DIRECTIONS: Please count the lines below that contain the word "tower" and give only that number.

___ TASK DATA

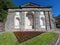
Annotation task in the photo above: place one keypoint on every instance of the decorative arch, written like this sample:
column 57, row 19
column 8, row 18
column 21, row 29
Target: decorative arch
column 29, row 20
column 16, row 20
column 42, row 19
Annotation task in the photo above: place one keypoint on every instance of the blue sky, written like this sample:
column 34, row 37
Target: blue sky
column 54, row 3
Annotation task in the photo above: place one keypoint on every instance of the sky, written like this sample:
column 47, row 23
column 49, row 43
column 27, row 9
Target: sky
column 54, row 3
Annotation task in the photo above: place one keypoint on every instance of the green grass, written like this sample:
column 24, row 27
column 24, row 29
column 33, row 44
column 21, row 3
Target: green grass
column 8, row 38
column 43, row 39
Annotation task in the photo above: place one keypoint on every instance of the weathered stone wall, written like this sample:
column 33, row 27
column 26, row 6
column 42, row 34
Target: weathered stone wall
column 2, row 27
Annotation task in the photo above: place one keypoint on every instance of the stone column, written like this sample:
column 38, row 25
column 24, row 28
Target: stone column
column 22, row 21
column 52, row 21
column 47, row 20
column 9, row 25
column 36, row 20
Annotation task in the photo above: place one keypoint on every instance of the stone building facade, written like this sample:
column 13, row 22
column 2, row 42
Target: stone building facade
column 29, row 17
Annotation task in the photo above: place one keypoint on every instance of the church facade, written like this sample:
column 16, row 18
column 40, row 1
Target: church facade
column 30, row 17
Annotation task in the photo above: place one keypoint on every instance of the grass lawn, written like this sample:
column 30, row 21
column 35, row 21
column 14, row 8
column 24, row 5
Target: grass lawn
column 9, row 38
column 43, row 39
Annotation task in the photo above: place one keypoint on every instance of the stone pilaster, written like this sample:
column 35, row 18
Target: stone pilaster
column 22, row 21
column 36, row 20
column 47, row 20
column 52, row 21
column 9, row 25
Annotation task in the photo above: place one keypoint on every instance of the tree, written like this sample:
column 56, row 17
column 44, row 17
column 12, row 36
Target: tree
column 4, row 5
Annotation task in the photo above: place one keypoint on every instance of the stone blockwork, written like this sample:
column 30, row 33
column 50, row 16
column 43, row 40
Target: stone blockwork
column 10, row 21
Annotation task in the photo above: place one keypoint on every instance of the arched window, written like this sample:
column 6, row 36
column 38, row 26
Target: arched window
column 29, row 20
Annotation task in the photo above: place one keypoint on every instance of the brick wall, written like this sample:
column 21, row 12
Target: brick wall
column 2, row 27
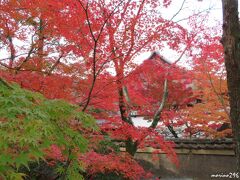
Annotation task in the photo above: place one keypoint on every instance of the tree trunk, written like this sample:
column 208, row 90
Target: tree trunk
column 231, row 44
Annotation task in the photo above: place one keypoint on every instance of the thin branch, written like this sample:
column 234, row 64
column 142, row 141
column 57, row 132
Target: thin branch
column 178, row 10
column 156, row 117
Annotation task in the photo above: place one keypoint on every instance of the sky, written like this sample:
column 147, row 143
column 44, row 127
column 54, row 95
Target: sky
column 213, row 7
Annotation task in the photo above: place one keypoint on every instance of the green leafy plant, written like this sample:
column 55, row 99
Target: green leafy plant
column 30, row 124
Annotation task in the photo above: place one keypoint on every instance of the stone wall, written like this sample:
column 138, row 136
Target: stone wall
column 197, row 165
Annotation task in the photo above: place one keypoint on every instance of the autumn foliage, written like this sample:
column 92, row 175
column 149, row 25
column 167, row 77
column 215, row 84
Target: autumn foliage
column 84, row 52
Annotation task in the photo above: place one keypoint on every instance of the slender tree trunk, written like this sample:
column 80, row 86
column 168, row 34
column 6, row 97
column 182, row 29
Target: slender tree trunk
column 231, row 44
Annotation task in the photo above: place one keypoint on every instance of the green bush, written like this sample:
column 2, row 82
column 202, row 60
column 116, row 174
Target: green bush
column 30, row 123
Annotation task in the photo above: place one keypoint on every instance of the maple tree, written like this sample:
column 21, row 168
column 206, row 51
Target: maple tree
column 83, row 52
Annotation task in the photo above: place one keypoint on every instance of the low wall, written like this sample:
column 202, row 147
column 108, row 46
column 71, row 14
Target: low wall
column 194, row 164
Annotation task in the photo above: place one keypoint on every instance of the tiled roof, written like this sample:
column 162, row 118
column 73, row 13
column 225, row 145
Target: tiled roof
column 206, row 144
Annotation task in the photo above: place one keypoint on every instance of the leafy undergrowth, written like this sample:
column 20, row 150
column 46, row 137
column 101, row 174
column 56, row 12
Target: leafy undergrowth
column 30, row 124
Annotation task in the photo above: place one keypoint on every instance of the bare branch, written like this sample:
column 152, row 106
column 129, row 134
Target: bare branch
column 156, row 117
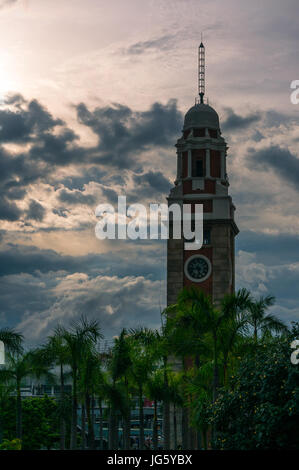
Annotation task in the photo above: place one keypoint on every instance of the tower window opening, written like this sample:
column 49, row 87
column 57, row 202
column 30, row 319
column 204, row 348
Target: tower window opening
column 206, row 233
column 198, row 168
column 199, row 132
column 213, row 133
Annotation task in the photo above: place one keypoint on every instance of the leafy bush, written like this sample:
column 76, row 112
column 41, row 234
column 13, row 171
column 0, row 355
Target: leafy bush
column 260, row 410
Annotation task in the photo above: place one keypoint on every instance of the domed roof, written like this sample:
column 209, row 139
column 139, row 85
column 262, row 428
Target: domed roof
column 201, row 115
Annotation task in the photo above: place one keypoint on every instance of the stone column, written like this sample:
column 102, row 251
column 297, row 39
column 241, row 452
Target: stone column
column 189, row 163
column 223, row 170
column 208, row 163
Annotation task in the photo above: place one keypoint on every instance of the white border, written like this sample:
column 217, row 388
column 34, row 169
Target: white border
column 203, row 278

______
___ TASK DATA

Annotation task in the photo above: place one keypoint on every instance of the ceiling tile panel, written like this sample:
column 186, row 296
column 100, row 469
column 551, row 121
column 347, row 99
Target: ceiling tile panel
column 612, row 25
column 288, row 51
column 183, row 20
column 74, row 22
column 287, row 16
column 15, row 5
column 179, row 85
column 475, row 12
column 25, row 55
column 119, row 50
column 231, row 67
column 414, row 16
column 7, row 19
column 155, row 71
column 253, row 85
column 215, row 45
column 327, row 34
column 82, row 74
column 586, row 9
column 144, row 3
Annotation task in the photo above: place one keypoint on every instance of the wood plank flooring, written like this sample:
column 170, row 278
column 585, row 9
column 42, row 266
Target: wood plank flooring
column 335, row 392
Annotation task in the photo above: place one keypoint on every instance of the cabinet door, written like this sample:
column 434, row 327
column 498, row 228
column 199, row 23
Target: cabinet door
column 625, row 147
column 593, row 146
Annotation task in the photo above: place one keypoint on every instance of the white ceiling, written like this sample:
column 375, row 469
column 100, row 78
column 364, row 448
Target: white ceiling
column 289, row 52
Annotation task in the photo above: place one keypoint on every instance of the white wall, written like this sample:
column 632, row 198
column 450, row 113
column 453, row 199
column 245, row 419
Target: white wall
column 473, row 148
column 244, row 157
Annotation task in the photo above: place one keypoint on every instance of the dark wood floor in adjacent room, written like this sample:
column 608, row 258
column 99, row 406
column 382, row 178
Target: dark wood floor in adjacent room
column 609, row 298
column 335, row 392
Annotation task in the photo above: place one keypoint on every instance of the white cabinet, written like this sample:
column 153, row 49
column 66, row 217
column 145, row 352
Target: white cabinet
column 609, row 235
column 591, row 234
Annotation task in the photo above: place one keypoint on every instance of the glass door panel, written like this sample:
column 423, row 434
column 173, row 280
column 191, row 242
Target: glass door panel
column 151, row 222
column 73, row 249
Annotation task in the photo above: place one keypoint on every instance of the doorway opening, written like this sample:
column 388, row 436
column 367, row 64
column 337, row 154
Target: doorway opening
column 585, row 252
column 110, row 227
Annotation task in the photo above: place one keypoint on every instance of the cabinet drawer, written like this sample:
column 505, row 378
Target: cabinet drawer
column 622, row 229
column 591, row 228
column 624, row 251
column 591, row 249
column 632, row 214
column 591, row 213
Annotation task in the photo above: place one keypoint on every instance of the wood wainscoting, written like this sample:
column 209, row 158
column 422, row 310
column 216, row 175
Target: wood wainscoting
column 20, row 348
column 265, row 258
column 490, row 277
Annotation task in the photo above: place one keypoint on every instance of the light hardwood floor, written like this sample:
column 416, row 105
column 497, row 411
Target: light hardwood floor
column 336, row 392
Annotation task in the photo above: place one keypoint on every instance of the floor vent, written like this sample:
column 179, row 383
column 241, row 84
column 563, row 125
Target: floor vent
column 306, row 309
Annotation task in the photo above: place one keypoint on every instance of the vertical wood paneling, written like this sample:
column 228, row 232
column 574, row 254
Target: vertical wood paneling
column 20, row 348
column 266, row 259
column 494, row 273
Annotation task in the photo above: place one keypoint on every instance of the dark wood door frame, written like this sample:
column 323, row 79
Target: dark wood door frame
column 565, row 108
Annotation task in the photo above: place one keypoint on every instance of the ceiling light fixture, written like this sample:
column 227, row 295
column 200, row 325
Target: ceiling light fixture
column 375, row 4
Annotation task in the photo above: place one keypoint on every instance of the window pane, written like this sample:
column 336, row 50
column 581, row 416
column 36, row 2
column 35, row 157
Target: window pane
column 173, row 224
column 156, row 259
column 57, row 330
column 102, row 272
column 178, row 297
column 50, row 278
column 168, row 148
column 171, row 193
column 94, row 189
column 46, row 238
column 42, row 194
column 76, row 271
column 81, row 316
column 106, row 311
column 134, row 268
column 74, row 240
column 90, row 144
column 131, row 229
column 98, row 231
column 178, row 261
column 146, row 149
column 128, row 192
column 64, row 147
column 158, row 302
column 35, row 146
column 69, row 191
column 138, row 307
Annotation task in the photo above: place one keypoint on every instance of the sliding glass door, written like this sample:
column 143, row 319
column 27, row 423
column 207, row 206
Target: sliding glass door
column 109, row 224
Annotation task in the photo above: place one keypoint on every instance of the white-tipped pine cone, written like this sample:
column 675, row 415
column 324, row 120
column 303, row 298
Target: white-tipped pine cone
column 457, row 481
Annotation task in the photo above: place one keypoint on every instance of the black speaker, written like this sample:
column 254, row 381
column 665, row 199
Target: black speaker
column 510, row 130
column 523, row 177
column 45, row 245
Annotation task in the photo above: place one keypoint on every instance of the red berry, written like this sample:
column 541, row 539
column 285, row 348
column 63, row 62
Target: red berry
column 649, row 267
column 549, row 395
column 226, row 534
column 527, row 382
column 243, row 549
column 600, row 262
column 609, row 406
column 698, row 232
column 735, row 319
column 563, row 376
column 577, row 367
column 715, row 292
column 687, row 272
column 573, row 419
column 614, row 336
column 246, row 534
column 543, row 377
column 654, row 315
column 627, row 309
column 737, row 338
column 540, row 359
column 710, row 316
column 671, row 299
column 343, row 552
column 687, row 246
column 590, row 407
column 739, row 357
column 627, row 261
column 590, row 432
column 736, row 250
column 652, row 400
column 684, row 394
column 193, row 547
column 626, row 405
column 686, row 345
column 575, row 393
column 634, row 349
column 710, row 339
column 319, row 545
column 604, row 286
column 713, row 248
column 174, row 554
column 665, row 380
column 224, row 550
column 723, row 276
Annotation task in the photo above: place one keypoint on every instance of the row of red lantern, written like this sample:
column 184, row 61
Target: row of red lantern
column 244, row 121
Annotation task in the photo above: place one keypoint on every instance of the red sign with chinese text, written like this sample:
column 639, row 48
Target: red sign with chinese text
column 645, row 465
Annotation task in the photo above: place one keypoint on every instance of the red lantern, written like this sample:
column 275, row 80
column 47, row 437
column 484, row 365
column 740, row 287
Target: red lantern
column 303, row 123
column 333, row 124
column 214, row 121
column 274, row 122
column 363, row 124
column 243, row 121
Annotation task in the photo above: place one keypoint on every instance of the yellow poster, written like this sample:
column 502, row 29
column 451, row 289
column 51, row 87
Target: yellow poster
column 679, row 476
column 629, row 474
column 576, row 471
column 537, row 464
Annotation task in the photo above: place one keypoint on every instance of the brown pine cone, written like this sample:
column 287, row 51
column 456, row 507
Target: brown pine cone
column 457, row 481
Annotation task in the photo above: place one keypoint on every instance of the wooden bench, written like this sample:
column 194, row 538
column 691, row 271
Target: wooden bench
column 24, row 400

______

THE SOLUTION: 2